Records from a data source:
-*-*-

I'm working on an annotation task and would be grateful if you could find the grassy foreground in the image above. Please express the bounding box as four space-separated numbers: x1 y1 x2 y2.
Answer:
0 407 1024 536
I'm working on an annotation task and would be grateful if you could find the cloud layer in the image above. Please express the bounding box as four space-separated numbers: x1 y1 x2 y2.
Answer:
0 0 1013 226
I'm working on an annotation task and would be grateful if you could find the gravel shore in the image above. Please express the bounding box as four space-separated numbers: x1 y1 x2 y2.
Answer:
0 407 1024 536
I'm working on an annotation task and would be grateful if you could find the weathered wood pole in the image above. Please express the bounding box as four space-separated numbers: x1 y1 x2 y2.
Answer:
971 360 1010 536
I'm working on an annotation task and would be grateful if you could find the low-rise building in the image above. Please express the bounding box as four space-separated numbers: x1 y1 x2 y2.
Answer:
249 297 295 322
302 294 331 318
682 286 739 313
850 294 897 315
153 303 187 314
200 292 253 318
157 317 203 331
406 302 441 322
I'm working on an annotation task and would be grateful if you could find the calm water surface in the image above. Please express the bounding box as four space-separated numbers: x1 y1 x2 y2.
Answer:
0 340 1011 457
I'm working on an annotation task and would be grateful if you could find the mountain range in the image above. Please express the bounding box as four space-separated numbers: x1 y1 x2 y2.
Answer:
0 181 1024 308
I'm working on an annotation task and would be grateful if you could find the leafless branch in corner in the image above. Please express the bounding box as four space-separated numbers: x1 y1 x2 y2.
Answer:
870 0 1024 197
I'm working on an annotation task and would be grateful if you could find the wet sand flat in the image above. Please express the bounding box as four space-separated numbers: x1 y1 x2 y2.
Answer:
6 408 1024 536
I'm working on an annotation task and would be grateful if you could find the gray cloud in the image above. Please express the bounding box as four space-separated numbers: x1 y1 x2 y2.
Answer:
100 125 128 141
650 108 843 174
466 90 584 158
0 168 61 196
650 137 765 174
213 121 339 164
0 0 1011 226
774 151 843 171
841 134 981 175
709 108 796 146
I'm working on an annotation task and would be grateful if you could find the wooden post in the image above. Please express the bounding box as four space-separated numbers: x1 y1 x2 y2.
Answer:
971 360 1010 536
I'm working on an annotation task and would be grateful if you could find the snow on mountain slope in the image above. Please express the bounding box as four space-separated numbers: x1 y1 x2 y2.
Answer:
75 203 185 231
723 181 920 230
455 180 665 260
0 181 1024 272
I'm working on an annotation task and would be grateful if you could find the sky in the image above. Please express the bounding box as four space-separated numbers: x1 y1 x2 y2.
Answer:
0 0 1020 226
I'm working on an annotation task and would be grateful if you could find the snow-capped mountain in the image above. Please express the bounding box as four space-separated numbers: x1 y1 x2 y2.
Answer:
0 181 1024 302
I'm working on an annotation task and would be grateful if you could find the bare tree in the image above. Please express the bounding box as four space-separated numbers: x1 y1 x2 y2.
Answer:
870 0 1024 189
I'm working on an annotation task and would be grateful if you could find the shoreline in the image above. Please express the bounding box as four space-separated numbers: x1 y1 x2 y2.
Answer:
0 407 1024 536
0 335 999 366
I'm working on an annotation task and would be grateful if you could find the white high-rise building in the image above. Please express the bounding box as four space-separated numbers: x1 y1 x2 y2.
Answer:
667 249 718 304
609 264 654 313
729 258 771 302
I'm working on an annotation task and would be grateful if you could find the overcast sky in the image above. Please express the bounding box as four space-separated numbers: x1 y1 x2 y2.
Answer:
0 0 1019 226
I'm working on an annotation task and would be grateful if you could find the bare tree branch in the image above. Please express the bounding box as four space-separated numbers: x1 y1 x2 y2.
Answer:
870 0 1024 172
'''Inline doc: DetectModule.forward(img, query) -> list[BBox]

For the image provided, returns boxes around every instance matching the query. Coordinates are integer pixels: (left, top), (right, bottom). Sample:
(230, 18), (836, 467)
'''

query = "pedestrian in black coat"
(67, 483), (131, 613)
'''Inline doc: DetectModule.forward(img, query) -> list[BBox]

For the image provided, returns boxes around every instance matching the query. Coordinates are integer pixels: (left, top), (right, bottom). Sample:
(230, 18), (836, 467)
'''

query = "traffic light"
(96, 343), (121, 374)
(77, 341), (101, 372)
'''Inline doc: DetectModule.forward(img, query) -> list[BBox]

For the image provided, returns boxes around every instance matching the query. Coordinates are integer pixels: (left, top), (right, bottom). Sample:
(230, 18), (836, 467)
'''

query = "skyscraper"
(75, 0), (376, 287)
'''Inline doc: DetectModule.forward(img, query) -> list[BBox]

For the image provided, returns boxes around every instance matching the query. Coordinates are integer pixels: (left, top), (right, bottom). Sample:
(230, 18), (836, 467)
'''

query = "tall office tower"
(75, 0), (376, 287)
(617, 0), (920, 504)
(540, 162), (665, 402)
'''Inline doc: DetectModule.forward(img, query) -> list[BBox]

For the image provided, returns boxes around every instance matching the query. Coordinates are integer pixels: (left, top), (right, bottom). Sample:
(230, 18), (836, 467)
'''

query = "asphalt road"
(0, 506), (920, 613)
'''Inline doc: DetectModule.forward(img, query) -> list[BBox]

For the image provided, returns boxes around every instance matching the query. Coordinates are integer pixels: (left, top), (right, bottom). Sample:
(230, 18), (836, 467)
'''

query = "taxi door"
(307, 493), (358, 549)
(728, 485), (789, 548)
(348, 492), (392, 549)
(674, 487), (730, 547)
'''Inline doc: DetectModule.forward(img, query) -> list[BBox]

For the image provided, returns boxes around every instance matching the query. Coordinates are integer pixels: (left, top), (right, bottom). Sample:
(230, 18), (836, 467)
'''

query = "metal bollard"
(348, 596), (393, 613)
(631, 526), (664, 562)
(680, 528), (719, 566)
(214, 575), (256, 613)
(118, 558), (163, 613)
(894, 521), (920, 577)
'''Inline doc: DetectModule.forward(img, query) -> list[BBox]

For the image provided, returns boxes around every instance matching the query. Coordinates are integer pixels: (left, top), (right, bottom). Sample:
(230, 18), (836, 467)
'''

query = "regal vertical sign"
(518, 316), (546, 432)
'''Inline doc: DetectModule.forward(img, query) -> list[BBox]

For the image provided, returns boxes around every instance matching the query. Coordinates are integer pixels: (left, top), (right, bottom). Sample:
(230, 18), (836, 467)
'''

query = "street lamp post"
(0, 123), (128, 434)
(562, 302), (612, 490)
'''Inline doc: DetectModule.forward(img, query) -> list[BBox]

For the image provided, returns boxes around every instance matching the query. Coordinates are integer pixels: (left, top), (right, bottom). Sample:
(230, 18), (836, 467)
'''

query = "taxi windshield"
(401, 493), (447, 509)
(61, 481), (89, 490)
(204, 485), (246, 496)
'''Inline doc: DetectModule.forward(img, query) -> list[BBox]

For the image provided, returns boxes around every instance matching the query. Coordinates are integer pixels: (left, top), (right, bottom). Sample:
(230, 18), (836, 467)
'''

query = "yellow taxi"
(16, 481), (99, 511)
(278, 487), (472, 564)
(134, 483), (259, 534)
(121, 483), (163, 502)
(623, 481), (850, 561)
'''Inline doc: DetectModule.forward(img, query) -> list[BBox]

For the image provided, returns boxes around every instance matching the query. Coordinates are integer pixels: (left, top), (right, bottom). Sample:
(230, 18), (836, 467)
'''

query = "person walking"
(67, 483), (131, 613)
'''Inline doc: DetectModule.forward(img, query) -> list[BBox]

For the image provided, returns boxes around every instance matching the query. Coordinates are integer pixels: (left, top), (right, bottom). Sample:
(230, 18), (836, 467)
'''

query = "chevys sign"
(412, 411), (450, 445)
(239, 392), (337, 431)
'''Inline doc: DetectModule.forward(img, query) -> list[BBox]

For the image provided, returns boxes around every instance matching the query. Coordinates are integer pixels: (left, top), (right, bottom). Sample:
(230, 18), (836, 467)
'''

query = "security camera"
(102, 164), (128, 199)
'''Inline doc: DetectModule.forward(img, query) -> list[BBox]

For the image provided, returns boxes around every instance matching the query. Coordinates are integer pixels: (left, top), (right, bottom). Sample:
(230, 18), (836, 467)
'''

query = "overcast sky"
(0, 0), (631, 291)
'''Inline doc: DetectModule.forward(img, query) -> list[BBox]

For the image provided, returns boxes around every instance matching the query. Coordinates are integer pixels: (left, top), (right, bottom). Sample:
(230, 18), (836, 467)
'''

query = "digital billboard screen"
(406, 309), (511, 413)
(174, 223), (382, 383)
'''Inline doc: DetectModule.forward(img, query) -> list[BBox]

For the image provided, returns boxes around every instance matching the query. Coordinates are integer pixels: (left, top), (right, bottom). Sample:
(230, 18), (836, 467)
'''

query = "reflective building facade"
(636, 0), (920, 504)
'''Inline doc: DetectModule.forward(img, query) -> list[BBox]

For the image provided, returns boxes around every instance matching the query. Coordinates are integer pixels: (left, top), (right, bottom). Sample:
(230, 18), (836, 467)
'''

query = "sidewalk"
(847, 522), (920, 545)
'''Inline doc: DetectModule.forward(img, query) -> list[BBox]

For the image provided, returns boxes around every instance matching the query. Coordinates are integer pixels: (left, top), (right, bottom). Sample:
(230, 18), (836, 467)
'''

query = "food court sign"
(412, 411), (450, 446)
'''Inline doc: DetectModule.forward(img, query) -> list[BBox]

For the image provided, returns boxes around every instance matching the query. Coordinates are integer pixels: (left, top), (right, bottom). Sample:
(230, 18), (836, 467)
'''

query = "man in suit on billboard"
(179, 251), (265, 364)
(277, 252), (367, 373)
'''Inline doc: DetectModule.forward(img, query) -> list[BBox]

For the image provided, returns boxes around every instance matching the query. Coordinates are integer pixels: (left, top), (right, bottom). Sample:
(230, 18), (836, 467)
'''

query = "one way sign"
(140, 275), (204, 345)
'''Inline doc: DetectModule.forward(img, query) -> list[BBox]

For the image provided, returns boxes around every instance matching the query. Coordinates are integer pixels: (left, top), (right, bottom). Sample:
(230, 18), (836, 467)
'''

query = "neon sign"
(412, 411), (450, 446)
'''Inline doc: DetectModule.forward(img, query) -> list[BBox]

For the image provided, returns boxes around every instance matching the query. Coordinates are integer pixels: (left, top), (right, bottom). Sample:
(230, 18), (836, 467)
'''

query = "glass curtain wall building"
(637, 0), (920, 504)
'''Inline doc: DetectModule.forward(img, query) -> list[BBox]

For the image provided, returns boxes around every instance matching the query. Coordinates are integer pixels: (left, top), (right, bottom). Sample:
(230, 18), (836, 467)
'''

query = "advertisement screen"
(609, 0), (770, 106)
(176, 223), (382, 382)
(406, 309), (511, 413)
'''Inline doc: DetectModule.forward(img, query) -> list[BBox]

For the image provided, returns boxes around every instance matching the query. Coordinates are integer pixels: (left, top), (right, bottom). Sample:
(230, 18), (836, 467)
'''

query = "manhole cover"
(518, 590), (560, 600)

-*-*-

**DIRECTIONS FOR THIS TASK**
Please print the lines of the listing exactly as they appear, starting at the line that contains "find the gray" and ending at the line that contains "709 108 796 146".

**EXERCISE ANSWER**
I'm working on an annotation task and would be grateful if you could find the gray cloud in the image above. Please express the bounding box as four space-separated numbers: x1 y1 x2 y2.
Answer:
100 125 128 141
650 108 843 174
466 90 584 158
0 168 61 196
650 137 765 174
213 121 339 164
0 0 1011 226
774 151 843 171
841 134 981 175
709 108 796 146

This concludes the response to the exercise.